Find the lines in the records below that contain "trailer", and report each of them.

## DATA IN THIS EXERCISE
------------------------------------------------

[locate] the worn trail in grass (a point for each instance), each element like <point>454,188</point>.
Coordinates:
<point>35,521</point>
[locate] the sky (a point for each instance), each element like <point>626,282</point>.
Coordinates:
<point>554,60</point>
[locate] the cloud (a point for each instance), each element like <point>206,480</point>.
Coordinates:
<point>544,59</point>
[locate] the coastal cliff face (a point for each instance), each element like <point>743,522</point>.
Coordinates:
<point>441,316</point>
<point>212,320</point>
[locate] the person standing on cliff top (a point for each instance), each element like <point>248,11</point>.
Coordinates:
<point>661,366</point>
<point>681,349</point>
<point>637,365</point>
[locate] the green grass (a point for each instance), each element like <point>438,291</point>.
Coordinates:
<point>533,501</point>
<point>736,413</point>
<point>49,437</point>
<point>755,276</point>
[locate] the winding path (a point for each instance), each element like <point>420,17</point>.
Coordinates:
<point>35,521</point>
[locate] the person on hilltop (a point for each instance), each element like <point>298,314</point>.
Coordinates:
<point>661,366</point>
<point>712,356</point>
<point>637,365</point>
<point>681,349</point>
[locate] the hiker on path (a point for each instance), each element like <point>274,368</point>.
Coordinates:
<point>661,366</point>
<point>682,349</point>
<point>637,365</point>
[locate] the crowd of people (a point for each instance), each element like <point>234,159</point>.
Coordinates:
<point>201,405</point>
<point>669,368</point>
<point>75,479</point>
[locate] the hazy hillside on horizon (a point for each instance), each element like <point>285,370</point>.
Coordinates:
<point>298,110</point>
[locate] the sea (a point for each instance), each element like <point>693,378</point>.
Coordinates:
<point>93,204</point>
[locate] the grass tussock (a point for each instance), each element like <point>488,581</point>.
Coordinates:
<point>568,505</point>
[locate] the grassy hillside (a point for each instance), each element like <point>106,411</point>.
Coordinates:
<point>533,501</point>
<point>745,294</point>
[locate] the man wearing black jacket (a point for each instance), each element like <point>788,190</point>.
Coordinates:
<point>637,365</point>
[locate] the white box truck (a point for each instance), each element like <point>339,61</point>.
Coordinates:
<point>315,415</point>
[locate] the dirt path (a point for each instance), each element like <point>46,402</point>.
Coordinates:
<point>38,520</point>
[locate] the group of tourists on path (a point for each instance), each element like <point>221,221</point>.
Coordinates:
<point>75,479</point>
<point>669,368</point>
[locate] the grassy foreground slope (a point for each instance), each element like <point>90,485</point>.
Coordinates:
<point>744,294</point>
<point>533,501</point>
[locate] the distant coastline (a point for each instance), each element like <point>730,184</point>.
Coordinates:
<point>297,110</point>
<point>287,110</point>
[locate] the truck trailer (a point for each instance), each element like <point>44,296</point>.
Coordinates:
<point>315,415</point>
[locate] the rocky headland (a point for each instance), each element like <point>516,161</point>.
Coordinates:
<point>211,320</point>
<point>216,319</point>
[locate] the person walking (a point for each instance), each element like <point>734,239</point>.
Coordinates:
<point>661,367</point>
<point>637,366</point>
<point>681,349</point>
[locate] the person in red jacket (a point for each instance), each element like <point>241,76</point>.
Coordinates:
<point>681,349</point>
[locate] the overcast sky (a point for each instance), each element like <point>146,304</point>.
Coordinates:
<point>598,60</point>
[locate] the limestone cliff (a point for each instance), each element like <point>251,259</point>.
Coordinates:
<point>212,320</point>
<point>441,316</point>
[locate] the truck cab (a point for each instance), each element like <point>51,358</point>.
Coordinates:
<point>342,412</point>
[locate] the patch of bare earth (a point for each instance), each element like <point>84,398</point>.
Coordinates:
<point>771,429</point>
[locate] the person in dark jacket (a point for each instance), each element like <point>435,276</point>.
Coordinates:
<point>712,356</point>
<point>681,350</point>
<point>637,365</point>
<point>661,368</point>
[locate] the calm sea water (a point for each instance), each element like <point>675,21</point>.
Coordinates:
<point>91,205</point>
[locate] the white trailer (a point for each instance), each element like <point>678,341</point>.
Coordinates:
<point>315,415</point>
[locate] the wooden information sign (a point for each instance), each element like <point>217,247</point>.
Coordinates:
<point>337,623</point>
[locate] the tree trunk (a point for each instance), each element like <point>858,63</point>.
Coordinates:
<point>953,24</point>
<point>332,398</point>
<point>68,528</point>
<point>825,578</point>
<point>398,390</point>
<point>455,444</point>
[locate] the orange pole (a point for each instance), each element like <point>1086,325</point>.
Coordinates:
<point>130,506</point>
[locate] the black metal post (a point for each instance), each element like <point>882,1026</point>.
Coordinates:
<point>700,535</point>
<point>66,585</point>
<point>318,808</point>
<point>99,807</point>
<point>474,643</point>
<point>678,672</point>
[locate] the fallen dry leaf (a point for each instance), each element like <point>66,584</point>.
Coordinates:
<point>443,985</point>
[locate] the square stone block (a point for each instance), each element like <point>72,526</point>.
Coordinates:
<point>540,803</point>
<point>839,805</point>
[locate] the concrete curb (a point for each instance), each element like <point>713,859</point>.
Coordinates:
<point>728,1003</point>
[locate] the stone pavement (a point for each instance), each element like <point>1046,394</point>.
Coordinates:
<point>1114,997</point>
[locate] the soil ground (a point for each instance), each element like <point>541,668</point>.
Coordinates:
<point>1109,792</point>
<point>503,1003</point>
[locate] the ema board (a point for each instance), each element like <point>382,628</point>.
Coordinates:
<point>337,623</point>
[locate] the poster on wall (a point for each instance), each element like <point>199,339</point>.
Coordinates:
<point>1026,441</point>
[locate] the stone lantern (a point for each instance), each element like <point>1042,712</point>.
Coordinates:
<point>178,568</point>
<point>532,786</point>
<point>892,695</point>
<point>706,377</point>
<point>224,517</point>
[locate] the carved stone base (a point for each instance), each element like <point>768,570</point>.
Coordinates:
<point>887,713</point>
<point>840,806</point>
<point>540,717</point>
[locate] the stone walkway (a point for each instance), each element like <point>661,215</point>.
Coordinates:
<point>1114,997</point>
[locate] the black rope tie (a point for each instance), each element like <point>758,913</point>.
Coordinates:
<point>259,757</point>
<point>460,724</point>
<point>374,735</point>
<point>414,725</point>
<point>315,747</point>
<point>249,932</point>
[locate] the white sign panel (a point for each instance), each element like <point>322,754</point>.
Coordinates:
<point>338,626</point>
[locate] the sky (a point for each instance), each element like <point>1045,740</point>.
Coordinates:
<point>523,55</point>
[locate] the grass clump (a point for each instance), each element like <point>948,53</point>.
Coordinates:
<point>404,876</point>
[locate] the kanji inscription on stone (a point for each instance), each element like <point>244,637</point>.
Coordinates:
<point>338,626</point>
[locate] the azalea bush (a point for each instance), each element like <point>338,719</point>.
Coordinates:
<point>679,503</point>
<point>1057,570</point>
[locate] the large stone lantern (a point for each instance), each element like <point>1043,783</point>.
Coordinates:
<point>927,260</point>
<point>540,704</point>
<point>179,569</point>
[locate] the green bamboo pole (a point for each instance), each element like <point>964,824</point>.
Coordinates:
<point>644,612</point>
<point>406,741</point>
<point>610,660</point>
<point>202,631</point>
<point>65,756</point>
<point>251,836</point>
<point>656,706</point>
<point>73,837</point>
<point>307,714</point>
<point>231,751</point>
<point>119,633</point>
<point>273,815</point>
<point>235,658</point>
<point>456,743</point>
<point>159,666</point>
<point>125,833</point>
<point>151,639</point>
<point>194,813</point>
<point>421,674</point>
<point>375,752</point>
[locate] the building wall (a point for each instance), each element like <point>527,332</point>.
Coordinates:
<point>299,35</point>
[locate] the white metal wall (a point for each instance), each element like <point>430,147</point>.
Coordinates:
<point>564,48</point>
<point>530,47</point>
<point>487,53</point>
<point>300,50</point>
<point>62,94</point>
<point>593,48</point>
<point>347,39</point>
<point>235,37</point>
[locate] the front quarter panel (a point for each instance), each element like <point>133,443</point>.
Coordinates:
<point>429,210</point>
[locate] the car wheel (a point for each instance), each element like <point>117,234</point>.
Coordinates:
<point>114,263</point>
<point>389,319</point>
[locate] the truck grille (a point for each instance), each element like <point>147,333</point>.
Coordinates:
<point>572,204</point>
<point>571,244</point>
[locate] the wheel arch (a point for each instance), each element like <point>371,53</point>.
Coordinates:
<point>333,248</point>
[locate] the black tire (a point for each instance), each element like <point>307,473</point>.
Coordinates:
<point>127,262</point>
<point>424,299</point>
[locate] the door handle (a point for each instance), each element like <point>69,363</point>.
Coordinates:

------------------------------------------------

## RESULT OF THIS EXERCISE
[locate] the truck trailer (a point for each instance), each element like <point>44,296</point>.
[locate] the white trailer (a point for each instance), each element like <point>678,341</point>.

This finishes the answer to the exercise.